--- GOAL ---
Scale the part of the items below that opens with the line containing "Question. Indicate one point for each instance of the water" and runs through the end of the items. Give only those lines again, requests included, with every coordinate in the answers multiplied by 1.2 and rounded to a whole number, halves rounding up.
%%
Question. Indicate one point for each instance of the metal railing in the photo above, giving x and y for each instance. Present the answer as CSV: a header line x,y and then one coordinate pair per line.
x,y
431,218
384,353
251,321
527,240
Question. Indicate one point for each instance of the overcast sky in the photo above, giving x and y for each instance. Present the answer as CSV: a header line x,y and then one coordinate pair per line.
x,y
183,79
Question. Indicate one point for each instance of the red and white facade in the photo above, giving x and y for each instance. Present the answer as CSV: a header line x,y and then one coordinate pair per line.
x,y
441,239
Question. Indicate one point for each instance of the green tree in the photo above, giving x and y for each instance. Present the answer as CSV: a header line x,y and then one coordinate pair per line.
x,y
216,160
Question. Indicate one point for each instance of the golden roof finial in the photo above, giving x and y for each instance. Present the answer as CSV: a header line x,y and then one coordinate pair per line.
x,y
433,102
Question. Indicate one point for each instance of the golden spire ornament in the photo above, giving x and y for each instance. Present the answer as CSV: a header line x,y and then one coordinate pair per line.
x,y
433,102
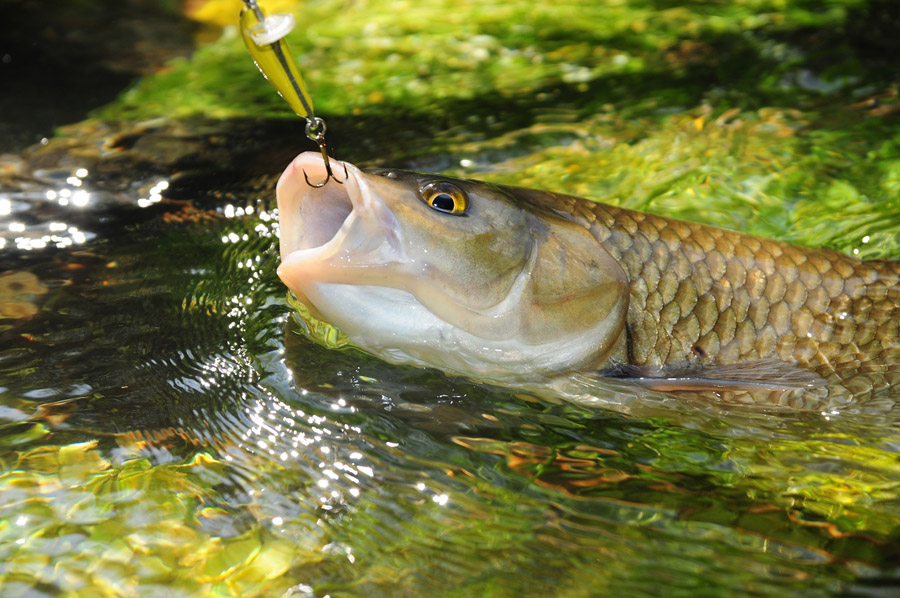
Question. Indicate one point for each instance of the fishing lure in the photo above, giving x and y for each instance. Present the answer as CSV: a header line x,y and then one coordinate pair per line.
x,y
264,37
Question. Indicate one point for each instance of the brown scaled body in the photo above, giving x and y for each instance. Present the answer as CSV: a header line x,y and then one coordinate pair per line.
x,y
706,296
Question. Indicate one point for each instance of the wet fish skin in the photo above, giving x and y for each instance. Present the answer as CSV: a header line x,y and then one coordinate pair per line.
x,y
534,288
704,295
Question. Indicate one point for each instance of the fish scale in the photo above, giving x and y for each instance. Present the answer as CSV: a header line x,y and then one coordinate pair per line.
x,y
702,295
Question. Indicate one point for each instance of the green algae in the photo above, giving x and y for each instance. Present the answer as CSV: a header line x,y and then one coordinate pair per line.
x,y
757,115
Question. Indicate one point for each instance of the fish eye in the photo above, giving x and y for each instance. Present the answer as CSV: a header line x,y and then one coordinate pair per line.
x,y
445,197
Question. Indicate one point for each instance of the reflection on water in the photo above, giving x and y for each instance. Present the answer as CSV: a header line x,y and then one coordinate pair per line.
x,y
166,430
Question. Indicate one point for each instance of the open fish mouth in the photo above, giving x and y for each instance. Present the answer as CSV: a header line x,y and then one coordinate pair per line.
x,y
327,232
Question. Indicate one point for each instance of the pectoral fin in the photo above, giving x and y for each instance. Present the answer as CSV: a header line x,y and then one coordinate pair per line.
x,y
760,375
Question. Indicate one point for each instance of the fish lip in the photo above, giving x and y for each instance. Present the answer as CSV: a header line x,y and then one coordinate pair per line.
x,y
366,220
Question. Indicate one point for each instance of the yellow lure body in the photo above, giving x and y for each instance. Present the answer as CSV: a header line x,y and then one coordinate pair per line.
x,y
264,38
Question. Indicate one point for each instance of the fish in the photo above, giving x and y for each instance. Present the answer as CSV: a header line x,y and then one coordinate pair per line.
x,y
510,285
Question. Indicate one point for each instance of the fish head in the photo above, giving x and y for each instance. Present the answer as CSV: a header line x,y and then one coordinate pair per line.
x,y
454,274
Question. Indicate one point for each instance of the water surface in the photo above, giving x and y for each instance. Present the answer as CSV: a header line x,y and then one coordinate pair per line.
x,y
165,430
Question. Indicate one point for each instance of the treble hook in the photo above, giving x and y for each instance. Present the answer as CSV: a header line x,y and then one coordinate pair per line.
x,y
315,131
%%
--- TASK RESPONSE ---
Question. Indicate one point for each instance of the water surface in the photo above, giving x and y for each instance. Present the answer as CSV: a header line x,y and then one coordinate pair per line.
x,y
198,516
Question. Indicate one point for each instance of the treble hook in the photo above, giving x and y for each instance. Present the answer as CSV: a header line x,y and then one coordinate pair per line.
x,y
378,157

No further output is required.